PEDIDO 1 ::
No texto sobre Álvaro Djaló, que formação ele fez quando a carreira no futebol ainda era incerta?
PEDIDO 2 ::
Reproduz, do texto sobre Álvaro Djaló, o trecho que vai de "Abdul acredita que, anos" até "do SC Braga.".
PEDIDO 3 ::
Dá seguimento ao texto sobre o percurso de Álvaro Djaló, começando a seguir à última frase apresentada.

EXCERTO DO TEXTO ::

Abdul Mané, primo de Álvaro Djaló
«Ele gostava de estar sempre a jogar à bola e a andar de bicicleta. Pegava na bicicleta para ir jogar à bola com os amigos», recorda.
Depois de passar por um pequeno clube de Bilbao, o UD San Miguel de Basauri, e de chegar ao Begoña, foi na passagem dos 17 para os 18 anos que Djaló arriscou a mudança para Portugal.
Antes, a carreira futebolística ainda era uma incerteza, de tal forma que Álvaro Djaló chegou a estudar… carpintaria.
«Andou a fazer uma formação de carpintaria. Até fazia prendas para dar à irmã. Lembro-me de fazer um cavalo de madeira, por exemplo», revela.
Foi pouco depois que Álvaro Djaló viajou para Portugal à procura da sua sorte. As respostas negativas dos principais clubes em Portugal não abalaram o jovem hispano-guineense.
Abdul acredita que, anos mais tarde, há quem se arrependa de ter rejeitado o primo: «As pessoas que não confiaram nele já perceberam que estavam erradas.»
Entre Álvaro e Abdul, a ligação é forte, tal como acontece com a restante família. Álvaro joga futebol, Abdul, os amigos e o irmão de Álvaro Djaló, Mutas Djaló, modelo fotográfico, assistem às partidas nas bancadas, com a camisola do novo ídolo.
«Vês os jogadores na televisão e ficas a admirá-los, não é? Agora eu admiro o meu primo. Espero que mais miúdos o admirem e queiram ser como ele», afirma Abdul.
Álvaro Djaló, 2020, antes de chegar à equipa principal do SC Braga @SC Braga
«Ficou a encher chouriços…»
Já terá percebido que a trajetória de Álvaro Djaló não é comum. Também por isso, apenas aos 24 anos o extremo começa a aparecer com mais regularidade na equipa principal do SC Braga.

DADOS EXTRAÍDOS ::
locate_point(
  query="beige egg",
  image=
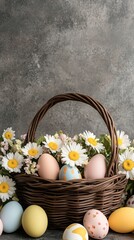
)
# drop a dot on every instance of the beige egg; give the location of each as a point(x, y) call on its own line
point(96, 168)
point(96, 224)
point(48, 167)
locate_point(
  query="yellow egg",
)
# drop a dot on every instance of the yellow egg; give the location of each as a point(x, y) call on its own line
point(122, 220)
point(34, 221)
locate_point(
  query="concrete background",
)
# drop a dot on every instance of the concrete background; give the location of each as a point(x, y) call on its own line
point(48, 47)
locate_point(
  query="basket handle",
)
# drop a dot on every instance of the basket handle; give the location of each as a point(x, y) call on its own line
point(112, 168)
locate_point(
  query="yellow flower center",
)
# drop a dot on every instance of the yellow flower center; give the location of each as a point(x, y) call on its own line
point(12, 163)
point(92, 141)
point(128, 164)
point(4, 187)
point(73, 155)
point(32, 152)
point(53, 145)
point(8, 135)
point(120, 141)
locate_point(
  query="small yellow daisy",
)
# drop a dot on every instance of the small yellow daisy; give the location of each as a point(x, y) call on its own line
point(91, 140)
point(54, 144)
point(123, 140)
point(73, 154)
point(8, 134)
point(7, 188)
point(32, 150)
point(12, 162)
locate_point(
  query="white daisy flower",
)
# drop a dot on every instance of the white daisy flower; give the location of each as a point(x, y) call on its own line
point(126, 164)
point(32, 150)
point(52, 143)
point(73, 154)
point(123, 140)
point(8, 134)
point(91, 140)
point(7, 188)
point(12, 162)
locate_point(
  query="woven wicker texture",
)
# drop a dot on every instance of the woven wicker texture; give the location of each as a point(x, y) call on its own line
point(66, 202)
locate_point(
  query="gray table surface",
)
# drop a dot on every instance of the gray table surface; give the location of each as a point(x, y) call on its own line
point(57, 235)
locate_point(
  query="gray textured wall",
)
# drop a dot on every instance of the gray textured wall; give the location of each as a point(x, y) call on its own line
point(49, 47)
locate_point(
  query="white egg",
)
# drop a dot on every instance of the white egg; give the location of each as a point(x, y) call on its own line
point(11, 215)
point(75, 231)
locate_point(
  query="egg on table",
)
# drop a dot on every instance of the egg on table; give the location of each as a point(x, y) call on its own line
point(130, 202)
point(34, 221)
point(96, 167)
point(69, 173)
point(96, 224)
point(48, 167)
point(122, 220)
point(75, 231)
point(11, 215)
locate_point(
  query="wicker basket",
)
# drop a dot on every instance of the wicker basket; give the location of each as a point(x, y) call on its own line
point(66, 202)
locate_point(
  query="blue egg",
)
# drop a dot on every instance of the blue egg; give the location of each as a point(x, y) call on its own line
point(69, 173)
point(11, 215)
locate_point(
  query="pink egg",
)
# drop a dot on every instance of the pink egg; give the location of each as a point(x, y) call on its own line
point(1, 227)
point(96, 168)
point(48, 167)
point(96, 224)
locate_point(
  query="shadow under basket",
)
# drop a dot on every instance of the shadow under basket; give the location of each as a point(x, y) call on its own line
point(66, 202)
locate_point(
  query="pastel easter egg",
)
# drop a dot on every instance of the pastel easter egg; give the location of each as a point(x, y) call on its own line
point(96, 224)
point(1, 227)
point(130, 202)
point(69, 173)
point(11, 215)
point(75, 231)
point(96, 167)
point(122, 220)
point(48, 167)
point(34, 221)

RESULTADO 1 ::
Uma formação de carpintaria.

RESULTADO 2 ::
Abdul acredita que, anos mais tarde, há quem se arrependa de ter rejeitado o primo: «As pessoas que não confiaram nele já perceberam que estavam erradas.»
Entre Álvaro e Abdul, a ligação é forte, tal como acontece com a restante família. Álvaro joga futebol, Abdul, os amigos e o irmão de Álvaro Djaló, Mutas Djaló, modelo fotográfico, assistem às partidas nas bancadas, com a camisola do novo ídolo.
«Vês os jogadores na televisão e ficas a admirá-los, não é? Agora eu admiro o meu primo. Espero que mais miúdos o admirem e queiram ser como ele», afirma Abdul.
Álvaro Djaló, 2020, antes de chegar à equipa principal do SC Braga @SC Braga
«Ficou a encher chouriços…»
Já terá percebido que a trajetória de Álvaro Djaló não é comum. Também por isso, apenas aos 24 anos o extremo começa a aparecer com mais regularidade na equipa principal do SC Braga.

RESULTADO 3 ::
Talento escondido? Nem por isso. Ao zerozero, José Carvalho Araújo, antigo treinador de formação do SC Braga, explica o processo do jogador espanhol e distingue-o dos demais. Confessa, no entanto, que não previa uma chegada a patamares de Liga dos Campeões.
«Era um miúdo introvertido, espanhol, mas com perfil de atleta africano. Chega a Braga nos juniores, no final da época, para fazer um período de captação. Foi o Francisco Tomás que o trouxe de Espanha.»
José Carvalho Araújo, antigo treinador da formação do SC Braga @Global Imagens / Paulo Jorge Magalhaes
«Estaria a ser cobiçado por outros clubes em Portugal e veio fazer uma semana connosco. Estávamos no final do campeonato, mas integrou os treinos com a nossa equipa. Desde cedo se percebeu que tinha qualquer coisa de especial. A ideia era não o deixar sair para lado nenhum para não ficarmos sem ele. Ficou um bocado a ‘encher chouriços’ porque não o queríamos deixar ir para lado nenhum», recorda.
Ainda assim, lembra o antigo técnico bracarense, nem tudo era perfeito no extremo espanhol.
«No período em que esteve connosco, era muito inconstante. Tanto tinha coisas brutais, como tinha momentos pouco interessantes. Na altura era mais selvagem, mas tinha dificuldades na compreensão do jogo», explica.
Assinou até 2025, mas já se fala na renovação @SC Braga
Também por isso, apesar dos números, Álvaro Djaló foi mais suplente do que titular na formação bracarense. Para José Carvalho há um ponto essencial a determinar a menor preponderância do espanhol.
«A geração de 99 do SC Braga era muito forte. Ele entrou a meio e era preciso dar-lhe tempo para estabilizar. No primeiro ano de sub-23 foi igual, apanhou jogadores em patamares diferentes de maturidade. Os dois primeiros anos foram de adaptação», destaca.
O trajeto pouco comum do jogador nascido em Madrid acabou por atrasar o processo de afirmação, ao contrário do que aconteceu com Trincão, mas mais ao estilo de Vitinha.
«[Ele] também chega tarde, de uma realidade fraquinha, que é o contexto de distrital. Depois temos casos como o Trincão e o Pedro Neto que, aos 17 anos, já estavam a ‘disparar’ porque já estavam a trabalhar há vários anos com os mesmos processos.»
«Quando o Trincão estava pronto e a ser transferido para o Barcelona, está o Álvaro a chegar ao SC Braga. Enquanto um está quase pronto, o outro está a começar. Não quer dizer que não consiga atingir o patamar do Trincão ou do Pedro Neto, teve foi um momento de maturação diferente», completa.
@Catarina Morais / Kapta +
Um super sub?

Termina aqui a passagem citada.